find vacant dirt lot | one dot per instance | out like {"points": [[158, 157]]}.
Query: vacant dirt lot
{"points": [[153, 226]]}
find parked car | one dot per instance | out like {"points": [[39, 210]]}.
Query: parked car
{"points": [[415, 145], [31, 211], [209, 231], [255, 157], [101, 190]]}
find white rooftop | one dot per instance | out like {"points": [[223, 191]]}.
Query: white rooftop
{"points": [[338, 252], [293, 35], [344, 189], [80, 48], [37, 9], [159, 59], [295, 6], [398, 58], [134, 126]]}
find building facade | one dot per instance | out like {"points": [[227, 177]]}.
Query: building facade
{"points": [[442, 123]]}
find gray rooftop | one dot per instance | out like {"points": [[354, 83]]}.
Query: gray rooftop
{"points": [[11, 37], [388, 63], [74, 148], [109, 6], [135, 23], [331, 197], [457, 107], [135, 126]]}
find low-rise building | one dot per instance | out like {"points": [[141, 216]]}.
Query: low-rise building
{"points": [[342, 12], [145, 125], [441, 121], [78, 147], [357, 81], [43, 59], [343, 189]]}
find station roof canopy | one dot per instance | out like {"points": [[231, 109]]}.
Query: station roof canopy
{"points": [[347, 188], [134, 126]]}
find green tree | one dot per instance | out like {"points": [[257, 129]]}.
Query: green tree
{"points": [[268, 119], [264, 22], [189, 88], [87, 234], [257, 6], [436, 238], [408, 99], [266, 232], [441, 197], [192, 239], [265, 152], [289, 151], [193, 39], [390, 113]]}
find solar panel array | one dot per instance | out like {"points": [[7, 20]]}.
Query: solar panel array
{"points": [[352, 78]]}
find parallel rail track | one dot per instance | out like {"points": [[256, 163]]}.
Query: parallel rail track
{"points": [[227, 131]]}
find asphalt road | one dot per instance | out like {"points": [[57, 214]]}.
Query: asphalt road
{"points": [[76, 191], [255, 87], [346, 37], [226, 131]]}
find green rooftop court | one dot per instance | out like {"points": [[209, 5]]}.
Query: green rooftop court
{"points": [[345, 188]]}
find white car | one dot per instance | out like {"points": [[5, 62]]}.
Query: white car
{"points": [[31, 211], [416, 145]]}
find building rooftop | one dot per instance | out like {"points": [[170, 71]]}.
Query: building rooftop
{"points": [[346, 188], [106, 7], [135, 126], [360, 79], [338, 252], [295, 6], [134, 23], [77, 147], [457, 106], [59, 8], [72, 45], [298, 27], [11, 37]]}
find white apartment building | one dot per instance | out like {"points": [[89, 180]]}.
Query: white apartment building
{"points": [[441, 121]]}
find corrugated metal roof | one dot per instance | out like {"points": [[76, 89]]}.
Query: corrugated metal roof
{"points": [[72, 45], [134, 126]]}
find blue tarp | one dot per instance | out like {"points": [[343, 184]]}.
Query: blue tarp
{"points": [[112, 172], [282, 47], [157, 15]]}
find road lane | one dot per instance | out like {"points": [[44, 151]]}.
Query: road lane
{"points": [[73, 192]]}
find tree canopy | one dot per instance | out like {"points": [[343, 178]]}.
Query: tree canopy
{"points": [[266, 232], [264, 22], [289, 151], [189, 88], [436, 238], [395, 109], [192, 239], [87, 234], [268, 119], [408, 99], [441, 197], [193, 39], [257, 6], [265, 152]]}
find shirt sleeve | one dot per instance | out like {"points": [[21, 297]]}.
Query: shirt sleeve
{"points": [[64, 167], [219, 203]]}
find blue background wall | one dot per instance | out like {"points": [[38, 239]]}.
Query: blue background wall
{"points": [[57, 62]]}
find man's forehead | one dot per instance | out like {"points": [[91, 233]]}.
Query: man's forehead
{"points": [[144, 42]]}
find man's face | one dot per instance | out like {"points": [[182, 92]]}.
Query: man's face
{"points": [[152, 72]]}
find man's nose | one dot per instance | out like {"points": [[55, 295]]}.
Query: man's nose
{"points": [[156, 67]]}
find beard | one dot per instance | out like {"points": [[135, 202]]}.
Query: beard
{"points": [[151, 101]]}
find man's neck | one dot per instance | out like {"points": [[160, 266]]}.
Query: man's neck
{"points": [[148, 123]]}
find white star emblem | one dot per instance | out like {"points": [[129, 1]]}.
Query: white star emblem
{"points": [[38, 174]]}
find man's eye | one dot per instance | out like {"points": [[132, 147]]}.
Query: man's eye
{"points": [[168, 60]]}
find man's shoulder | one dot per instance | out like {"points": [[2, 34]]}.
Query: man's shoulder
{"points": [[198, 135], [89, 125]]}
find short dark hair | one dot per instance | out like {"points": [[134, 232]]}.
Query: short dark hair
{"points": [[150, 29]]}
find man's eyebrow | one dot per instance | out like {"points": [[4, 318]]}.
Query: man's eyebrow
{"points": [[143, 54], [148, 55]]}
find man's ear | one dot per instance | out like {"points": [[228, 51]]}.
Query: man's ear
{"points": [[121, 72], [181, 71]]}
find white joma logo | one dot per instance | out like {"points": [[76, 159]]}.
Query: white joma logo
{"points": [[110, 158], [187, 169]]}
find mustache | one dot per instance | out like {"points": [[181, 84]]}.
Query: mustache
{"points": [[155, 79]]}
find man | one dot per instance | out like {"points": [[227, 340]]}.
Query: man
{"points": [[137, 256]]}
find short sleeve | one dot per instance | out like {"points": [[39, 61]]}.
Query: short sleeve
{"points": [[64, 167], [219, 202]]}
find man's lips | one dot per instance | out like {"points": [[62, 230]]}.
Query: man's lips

------------------------------------------------------------

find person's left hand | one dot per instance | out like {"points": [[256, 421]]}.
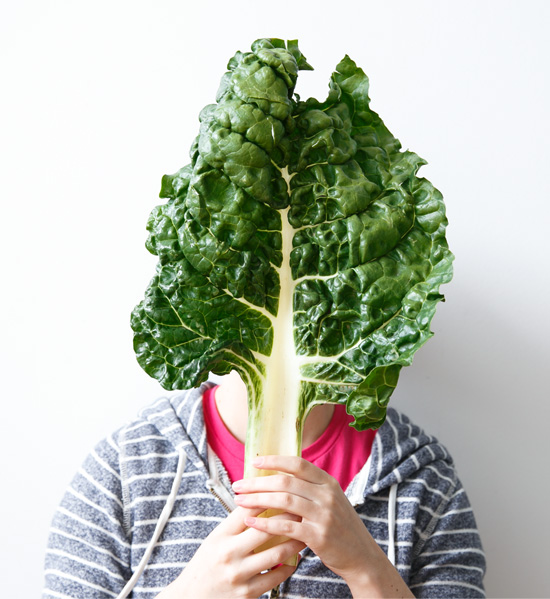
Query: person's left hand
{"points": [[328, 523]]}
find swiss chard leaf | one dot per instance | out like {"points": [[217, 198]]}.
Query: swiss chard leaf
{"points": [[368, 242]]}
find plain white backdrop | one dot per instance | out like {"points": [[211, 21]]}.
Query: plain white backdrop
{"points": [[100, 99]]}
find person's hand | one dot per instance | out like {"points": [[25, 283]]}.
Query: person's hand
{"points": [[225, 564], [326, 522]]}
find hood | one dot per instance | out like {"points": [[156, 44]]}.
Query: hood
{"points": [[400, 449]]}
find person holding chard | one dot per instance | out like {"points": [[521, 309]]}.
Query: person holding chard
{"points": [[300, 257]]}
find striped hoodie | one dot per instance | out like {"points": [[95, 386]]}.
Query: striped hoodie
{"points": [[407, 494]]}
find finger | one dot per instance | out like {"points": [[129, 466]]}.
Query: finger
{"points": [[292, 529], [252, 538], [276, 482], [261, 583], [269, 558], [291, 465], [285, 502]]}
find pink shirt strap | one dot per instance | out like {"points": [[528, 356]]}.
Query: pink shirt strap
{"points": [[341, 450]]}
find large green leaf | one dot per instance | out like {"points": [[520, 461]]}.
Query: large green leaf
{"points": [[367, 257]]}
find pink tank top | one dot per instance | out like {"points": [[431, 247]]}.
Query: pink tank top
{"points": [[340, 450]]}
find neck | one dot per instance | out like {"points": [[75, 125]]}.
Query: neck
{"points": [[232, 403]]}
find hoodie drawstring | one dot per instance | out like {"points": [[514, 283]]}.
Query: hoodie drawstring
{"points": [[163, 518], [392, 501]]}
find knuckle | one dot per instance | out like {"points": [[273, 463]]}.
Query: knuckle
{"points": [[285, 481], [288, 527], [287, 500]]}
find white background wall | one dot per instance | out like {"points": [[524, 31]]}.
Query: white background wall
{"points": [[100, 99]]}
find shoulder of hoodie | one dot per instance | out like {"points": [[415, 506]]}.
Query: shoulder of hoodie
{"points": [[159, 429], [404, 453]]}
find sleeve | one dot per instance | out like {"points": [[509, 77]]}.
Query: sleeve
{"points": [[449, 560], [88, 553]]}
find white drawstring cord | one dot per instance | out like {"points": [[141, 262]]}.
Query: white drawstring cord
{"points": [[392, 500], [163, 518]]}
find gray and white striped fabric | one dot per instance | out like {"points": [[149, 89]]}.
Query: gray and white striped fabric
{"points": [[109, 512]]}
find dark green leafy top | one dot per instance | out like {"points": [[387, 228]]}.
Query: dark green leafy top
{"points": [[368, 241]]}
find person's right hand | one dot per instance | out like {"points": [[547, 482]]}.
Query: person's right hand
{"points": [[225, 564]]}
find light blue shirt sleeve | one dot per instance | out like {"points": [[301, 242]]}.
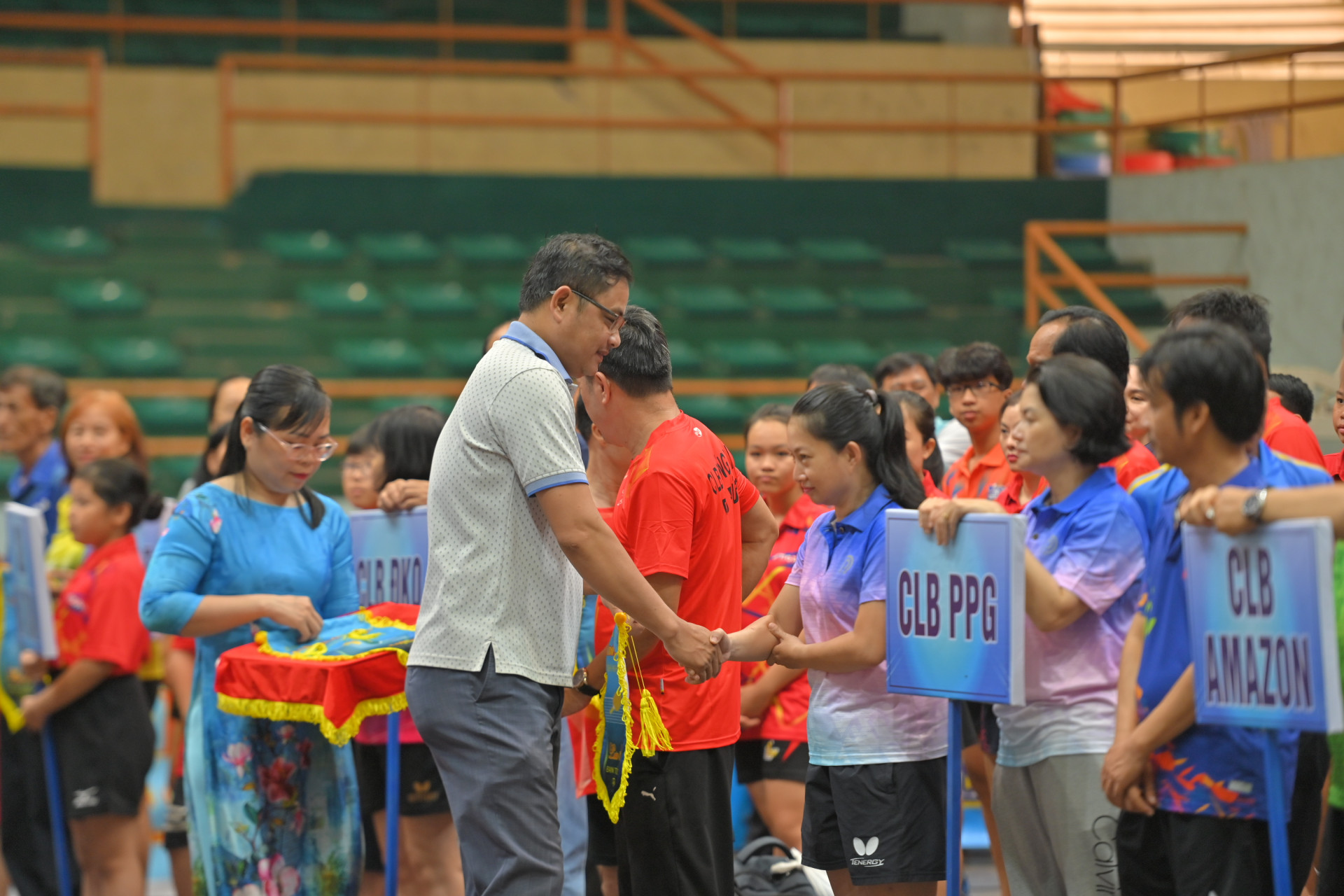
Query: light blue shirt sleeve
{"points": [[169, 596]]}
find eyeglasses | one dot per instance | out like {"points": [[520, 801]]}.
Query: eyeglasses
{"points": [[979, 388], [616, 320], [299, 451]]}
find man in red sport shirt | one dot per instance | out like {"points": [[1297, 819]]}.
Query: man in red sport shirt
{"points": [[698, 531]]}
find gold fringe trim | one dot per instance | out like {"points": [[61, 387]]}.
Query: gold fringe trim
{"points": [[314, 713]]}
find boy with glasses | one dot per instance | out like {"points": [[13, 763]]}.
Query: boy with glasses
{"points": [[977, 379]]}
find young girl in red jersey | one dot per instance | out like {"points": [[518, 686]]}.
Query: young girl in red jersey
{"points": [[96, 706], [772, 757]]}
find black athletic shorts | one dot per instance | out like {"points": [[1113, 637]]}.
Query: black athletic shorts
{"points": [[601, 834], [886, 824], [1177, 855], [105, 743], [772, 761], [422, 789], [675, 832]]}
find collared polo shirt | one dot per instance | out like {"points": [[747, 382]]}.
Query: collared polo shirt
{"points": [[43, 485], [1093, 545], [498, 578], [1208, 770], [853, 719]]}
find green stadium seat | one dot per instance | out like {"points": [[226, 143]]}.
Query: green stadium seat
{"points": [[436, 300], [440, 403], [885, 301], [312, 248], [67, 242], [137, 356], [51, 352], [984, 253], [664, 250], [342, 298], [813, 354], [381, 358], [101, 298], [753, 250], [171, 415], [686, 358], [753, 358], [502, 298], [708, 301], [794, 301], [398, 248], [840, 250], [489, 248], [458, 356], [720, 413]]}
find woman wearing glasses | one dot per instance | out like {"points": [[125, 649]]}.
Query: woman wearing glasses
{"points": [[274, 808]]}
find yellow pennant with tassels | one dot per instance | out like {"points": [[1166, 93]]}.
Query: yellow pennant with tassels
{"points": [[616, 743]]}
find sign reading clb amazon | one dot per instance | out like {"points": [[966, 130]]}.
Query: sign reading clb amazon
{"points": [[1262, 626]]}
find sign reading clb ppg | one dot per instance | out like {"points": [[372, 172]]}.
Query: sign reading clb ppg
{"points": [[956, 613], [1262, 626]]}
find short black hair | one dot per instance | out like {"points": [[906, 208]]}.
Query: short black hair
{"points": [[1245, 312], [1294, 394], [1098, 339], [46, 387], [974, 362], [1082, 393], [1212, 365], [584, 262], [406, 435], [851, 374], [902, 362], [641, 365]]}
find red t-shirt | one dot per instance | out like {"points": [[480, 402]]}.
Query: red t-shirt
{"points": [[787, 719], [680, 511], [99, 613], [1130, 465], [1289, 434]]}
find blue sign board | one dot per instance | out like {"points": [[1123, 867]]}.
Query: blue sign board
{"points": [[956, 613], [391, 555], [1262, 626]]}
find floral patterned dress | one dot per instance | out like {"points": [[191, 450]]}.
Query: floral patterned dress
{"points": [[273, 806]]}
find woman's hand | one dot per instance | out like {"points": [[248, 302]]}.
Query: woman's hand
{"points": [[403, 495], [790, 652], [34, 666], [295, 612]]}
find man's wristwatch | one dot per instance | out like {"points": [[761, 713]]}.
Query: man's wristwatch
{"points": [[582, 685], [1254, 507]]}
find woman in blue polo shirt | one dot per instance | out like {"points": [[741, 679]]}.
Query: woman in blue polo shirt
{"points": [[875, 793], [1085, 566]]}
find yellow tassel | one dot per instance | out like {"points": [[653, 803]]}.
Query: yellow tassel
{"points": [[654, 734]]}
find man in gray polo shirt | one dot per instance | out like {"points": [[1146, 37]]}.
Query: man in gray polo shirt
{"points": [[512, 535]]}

------------------------------------------------------------

# OBJECTIVE
Please report every line of the data above that contains the word "black", matching case exactly.

# ANSWER BELOW
find black athletic shorts | one dot per instance | out like {"points": [[1113, 637]]}.
Query: black athletic shorts
find short black hair | one dot per instance | out like {"points": [[906, 208]]}.
Query: short black hair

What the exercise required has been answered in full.